Given information →
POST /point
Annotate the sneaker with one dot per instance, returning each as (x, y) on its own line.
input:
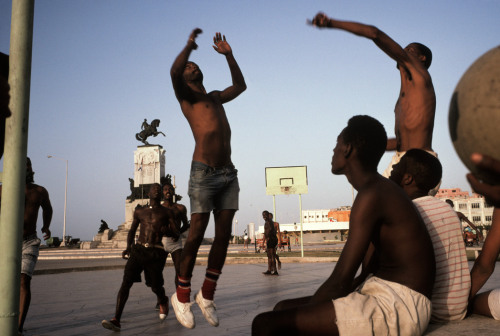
(208, 309)
(163, 311)
(113, 324)
(183, 312)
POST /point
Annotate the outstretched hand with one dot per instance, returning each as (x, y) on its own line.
(490, 192)
(320, 20)
(192, 37)
(221, 45)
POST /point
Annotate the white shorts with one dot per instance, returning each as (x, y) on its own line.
(170, 245)
(494, 303)
(397, 157)
(381, 307)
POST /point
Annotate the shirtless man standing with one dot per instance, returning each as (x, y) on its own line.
(278, 236)
(147, 254)
(213, 183)
(416, 103)
(271, 241)
(396, 284)
(36, 197)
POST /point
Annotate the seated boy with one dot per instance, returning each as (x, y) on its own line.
(385, 229)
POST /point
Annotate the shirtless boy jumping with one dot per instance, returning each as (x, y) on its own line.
(385, 233)
(213, 183)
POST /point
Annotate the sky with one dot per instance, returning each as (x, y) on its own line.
(100, 67)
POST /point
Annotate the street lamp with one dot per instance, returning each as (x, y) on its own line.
(63, 243)
(235, 233)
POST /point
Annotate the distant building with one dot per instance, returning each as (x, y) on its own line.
(319, 226)
(474, 206)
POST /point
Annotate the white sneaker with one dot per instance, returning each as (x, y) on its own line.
(183, 312)
(208, 309)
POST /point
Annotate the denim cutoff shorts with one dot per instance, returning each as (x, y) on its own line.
(213, 188)
(30, 252)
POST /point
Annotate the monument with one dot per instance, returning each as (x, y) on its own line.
(149, 168)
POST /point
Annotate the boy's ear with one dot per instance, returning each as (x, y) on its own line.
(348, 150)
(407, 179)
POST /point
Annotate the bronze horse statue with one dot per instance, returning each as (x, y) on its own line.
(148, 130)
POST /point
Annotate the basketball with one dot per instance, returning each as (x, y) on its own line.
(474, 115)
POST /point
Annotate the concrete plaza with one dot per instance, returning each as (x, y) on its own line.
(74, 302)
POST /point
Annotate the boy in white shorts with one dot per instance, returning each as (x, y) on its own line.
(386, 235)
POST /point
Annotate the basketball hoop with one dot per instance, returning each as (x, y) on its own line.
(287, 190)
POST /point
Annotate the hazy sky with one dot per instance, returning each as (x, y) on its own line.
(100, 67)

About this task → Return every line shown above without changing a word, and skip the pictures.

Task solution →
POST /point
Annotate the sneaker with one dot per instance, returning each as (x, y) on its own line.
input:
(208, 309)
(163, 311)
(113, 324)
(183, 312)
POST /point
Annotate the outstretched hand with one dot per instance, returning each as (x, y) on its own line.
(490, 192)
(320, 20)
(192, 37)
(221, 45)
POST /point
Annotate the white shorts with one dot per instance, returning each as (x, y) on its own line.
(170, 245)
(494, 303)
(397, 157)
(381, 307)
POST /point
Annotate the shirtless man standing with one dot per instance, returning each as (x, y) on its own line.
(278, 236)
(147, 254)
(213, 183)
(416, 103)
(271, 241)
(396, 284)
(36, 197)
POST /point
Annotate the seated boy with one dot per instance, returning each as (x, y) on its own line.
(385, 229)
POST /point
Annotate the shirtless boy jumping with one dot per instance, returning each as (x, y) on its own line.
(385, 233)
(213, 183)
POST /point
Annotate the sky with one dot per instance, returning each as (x, y) on its own line.
(100, 67)
POST /point
Annotate the street lamp with one dot per instance, returning each as (x, y) on its own line.
(63, 243)
(235, 233)
POST /point
Annotate the distant building with one dot per instance, returning each as (x, y) on its own line.
(319, 226)
(474, 206)
POST /point
Annotate the white sneaker with one dot per instance, returning each as (x, y) on its own line.
(183, 312)
(208, 309)
POST /point
Annotate the denim cutoff shorts with one dot per instance, returning each as (x, y) on its own line.
(213, 188)
(30, 252)
POST /point
Annotate the monument with one dot per instance, returning each as (x, y) on its own line.
(149, 168)
POST /point
Annotate the boy's ear with one dot per instance, returning each as (x, y) on its own line.
(348, 150)
(407, 179)
POST /point
Annotate the bronze horse statue with one dot per instance, returning each as (x, y) on its own line.
(148, 130)
POST /point
Annotate the basketball with one dot per instance, returning each as (x, y) on its own line.
(474, 115)
POST /point
Annotate the concrete plaza with one dot per instance, returning each as (x, y) on its own line.
(74, 302)
POST /point
Annotate the boy in white shorts with one dot per instance, returning each as (x, y) on its own line.
(386, 235)
POST /point
Annotate the basketball hoop with one dot per instance, returning each as (x, y) on its own line.
(287, 190)
POST /point
Annotate the hazy sky with one dot per instance, returning each as (x, y) on its own line.
(100, 67)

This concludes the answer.